Given instruction
Reproduce exactly the entries from the "Please pin the station sign" line to the end. Skip all pictures.
BEGIN Source material
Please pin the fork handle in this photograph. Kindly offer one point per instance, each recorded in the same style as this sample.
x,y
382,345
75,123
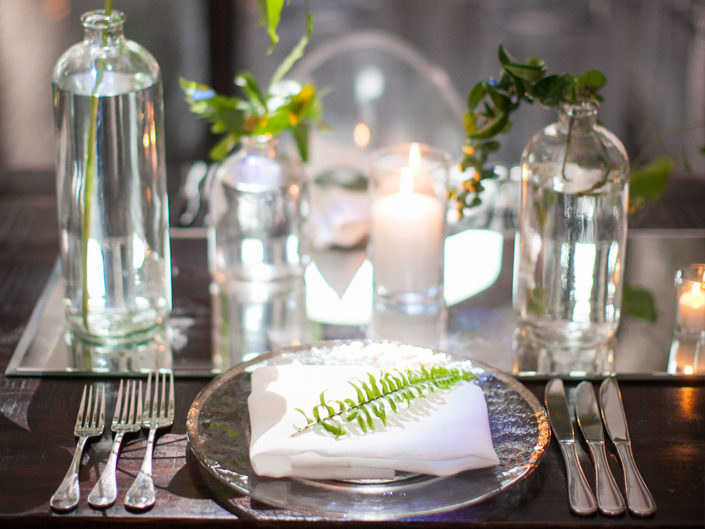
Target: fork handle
x,y
141,494
104,492
66,496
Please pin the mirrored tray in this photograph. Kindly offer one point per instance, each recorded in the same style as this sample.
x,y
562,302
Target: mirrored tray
x,y
218,433
213,329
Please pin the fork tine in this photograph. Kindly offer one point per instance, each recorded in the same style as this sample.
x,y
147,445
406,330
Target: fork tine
x,y
79,416
155,396
129,408
171,395
101,417
148,397
92,415
162,404
138,418
118,405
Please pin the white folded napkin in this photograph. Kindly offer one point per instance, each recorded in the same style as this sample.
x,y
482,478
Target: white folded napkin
x,y
442,434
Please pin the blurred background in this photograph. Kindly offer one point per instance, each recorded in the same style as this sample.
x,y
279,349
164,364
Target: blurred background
x,y
404,65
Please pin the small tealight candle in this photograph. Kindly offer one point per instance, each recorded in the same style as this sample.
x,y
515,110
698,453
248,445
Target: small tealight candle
x,y
692,308
407,223
690,282
687,355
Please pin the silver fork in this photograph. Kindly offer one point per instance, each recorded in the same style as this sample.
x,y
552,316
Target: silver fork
x,y
126,418
158,413
88,424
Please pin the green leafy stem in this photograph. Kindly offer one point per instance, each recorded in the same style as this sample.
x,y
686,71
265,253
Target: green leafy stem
x,y
285,106
377,396
491,103
90,173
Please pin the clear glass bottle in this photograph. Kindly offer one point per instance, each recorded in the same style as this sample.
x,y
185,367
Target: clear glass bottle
x,y
569,254
111,185
258,206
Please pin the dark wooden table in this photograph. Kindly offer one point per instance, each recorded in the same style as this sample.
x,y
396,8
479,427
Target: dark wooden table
x,y
667,418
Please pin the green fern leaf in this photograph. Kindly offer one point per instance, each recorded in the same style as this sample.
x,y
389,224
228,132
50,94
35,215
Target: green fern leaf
x,y
377,396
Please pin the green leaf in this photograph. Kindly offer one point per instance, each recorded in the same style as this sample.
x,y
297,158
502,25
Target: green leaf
x,y
476,94
379,395
491,127
550,90
639,302
524,72
247,82
296,53
221,149
301,135
270,14
592,80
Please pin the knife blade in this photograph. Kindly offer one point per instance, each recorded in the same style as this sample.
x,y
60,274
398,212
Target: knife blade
x,y
582,500
639,499
609,499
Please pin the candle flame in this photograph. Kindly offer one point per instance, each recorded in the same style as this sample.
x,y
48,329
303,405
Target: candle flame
x,y
406,181
414,157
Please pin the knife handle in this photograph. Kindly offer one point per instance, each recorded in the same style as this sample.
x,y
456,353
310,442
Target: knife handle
x,y
582,500
609,498
639,499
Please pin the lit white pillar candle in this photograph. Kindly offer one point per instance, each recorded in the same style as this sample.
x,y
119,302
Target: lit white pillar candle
x,y
407,237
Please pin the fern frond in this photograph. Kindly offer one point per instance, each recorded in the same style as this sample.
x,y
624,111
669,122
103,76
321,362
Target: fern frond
x,y
377,396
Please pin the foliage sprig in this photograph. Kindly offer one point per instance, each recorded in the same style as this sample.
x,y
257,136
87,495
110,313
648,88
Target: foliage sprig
x,y
285,105
377,396
491,103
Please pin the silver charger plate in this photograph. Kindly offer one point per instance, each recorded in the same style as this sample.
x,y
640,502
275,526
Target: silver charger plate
x,y
218,428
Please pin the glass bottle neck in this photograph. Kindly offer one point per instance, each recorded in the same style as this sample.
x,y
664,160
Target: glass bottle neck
x,y
261,145
104,30
578,115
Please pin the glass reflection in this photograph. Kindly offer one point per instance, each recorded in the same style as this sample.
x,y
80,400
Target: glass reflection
x,y
426,329
151,355
250,318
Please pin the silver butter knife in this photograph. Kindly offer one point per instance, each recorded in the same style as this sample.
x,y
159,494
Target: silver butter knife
x,y
582,500
639,499
609,499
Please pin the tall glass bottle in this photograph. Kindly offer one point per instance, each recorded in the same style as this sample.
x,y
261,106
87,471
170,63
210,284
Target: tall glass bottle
x,y
569,256
111,185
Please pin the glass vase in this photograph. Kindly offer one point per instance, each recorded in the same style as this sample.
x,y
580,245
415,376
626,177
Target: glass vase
x,y
569,254
111,185
258,203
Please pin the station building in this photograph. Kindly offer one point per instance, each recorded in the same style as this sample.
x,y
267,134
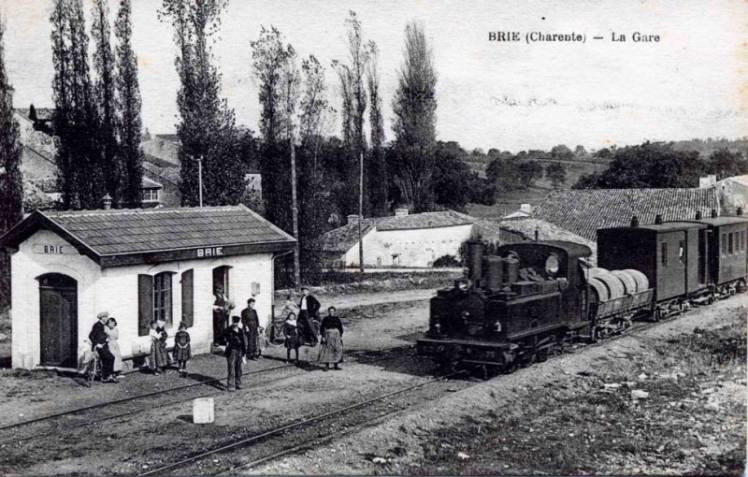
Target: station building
x,y
139,265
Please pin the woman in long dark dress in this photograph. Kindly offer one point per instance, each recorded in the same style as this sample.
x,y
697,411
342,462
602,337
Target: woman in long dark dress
x,y
291,333
159,357
251,325
331,331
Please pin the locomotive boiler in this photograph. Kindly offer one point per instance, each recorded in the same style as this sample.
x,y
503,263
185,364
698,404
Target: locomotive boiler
x,y
528,300
525,302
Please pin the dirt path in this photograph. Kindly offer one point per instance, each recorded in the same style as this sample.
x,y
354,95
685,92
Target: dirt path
x,y
574,414
366,299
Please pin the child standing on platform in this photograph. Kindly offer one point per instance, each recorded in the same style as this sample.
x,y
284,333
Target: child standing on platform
x,y
182,351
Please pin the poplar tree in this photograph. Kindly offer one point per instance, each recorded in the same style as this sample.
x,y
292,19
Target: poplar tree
x,y
106,100
269,58
129,103
377,164
207,131
11,179
314,207
76,120
414,107
353,87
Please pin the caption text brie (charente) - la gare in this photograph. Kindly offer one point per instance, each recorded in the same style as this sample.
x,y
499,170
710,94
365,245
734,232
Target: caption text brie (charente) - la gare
x,y
573,37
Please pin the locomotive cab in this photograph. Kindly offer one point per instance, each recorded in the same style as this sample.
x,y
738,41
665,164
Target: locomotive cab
x,y
526,296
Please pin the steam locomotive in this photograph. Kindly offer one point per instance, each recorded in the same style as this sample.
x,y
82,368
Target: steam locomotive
x,y
528,300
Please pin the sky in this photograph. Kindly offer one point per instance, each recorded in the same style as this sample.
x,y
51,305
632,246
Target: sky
x,y
693,83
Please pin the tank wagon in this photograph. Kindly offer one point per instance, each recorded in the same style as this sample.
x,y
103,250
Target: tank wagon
x,y
528,300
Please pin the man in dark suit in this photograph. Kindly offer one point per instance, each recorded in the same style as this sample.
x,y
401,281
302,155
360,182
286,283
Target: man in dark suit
x,y
236,350
99,343
308,309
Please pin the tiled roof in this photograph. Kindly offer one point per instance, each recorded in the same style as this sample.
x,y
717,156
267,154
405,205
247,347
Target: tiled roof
x,y
546,232
343,238
169,174
493,231
147,183
742,180
133,231
582,212
169,137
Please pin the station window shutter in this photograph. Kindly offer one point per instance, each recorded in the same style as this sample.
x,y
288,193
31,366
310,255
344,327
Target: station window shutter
x,y
188,298
145,304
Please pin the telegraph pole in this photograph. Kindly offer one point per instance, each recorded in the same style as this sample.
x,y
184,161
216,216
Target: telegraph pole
x,y
360,214
200,177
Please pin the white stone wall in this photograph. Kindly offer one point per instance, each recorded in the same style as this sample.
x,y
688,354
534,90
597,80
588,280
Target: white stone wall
x,y
116,290
415,248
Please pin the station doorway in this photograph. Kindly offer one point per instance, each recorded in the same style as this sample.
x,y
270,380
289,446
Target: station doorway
x,y
58,309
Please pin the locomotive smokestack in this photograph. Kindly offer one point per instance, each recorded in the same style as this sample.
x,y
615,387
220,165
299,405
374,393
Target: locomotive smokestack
x,y
475,261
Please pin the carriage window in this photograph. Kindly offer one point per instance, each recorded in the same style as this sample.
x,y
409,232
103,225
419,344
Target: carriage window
x,y
162,297
552,265
723,250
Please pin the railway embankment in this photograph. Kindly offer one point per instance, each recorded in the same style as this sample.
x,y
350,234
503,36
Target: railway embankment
x,y
668,399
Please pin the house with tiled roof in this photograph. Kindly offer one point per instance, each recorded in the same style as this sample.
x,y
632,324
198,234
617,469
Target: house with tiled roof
x,y
139,265
733,193
405,240
582,212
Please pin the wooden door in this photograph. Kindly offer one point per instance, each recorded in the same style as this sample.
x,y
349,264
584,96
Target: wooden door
x,y
58,300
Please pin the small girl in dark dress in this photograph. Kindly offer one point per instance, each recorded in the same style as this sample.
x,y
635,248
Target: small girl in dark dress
x,y
159,357
293,340
182,351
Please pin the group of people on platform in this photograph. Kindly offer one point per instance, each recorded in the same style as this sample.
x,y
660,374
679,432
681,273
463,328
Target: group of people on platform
x,y
242,339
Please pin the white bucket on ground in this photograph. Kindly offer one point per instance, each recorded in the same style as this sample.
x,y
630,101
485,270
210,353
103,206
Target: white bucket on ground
x,y
202,411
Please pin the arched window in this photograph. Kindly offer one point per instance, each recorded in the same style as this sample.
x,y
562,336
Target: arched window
x,y
162,297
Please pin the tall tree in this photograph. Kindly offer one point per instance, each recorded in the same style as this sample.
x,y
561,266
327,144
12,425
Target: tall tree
x,y
207,131
129,102
77,125
415,121
269,56
314,121
378,165
353,87
106,100
290,82
274,67
11,180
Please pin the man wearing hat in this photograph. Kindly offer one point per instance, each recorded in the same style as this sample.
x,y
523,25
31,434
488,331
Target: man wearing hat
x,y
236,350
99,342
308,309
222,307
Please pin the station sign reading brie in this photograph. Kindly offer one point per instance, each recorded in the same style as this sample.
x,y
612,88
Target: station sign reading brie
x,y
209,252
50,249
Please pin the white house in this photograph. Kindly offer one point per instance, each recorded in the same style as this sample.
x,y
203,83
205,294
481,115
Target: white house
x,y
403,240
139,265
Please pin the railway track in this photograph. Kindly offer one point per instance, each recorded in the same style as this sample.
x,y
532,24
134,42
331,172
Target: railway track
x,y
273,443
81,417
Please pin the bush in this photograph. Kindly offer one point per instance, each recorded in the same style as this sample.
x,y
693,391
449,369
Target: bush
x,y
446,261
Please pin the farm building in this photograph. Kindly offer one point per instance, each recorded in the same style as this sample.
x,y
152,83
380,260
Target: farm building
x,y
139,265
405,240
582,212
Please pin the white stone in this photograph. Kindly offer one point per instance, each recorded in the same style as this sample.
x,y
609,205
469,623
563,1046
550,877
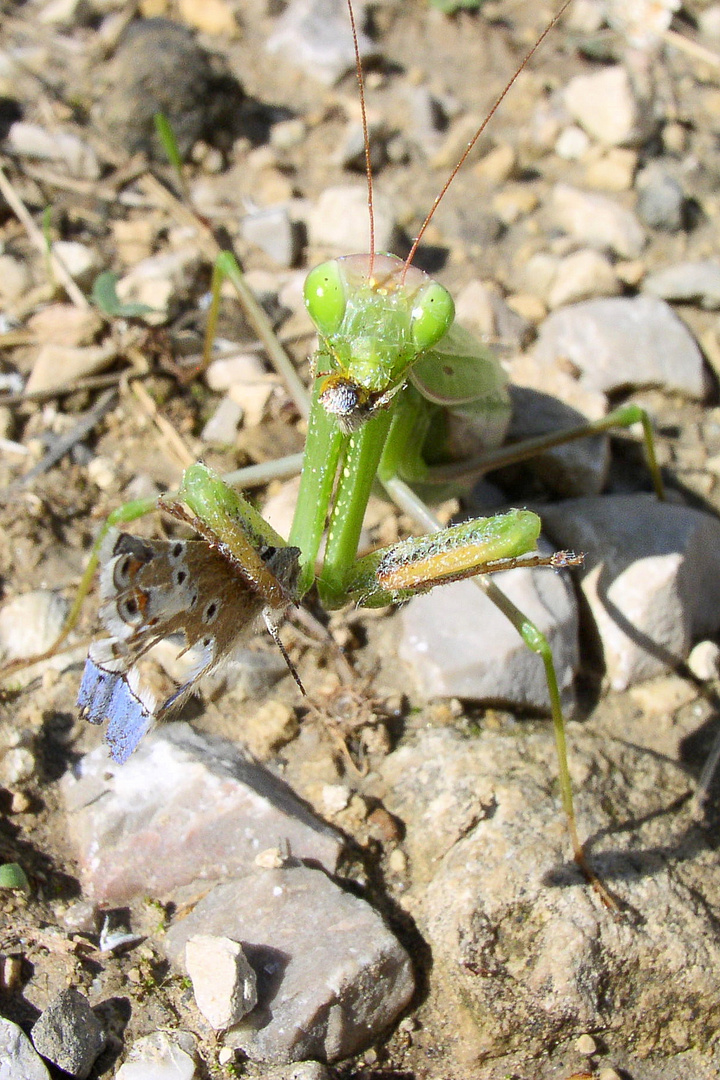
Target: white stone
x,y
572,144
314,35
30,623
607,106
581,277
222,981
624,341
163,1055
704,661
80,260
597,220
57,366
221,428
226,370
459,645
651,578
31,140
15,279
338,223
END Source material
Response for this exercise
Please pin the station sign reading brie in this photograph. Kindly offer one point per instance, each recorded in the same style as this sample.
x,y
612,88
Target: station sign reading brie
x,y
209,252
50,249
Please pin the white house in this photograph. Kindly offer one point per instance, each recorded in the same style as this sample.
x,y
203,83
205,294
481,115
Target: white house
x,y
403,240
139,265
Please pin the railway track in this photograph. Kindly offer one point per instance, each recorded in the same style as this sample.
x,y
532,24
134,42
331,172
Target: railway track
x,y
273,443
81,417
Please pin the bush in this photograph. Kindly offer one point per instance, each recorded in the same style as this sample.
x,y
693,391
449,369
Target: bush
x,y
446,261
Please pin the farm building in this photograph. Kindly offer one point per instance, each recorded in the same style as this sample.
x,y
152,83
380,260
Target: farm building
x,y
139,265
405,240
582,212
Please pin the white stone in this photograph. Kindly offer one point per instance, each recorded in the same style as this sample.
x,y
609,205
469,623
563,1046
550,877
Target: white stone
x,y
572,144
314,35
30,623
607,106
581,277
222,981
624,341
163,1055
704,661
80,260
597,220
57,366
221,428
226,370
459,645
651,578
31,140
15,279
338,223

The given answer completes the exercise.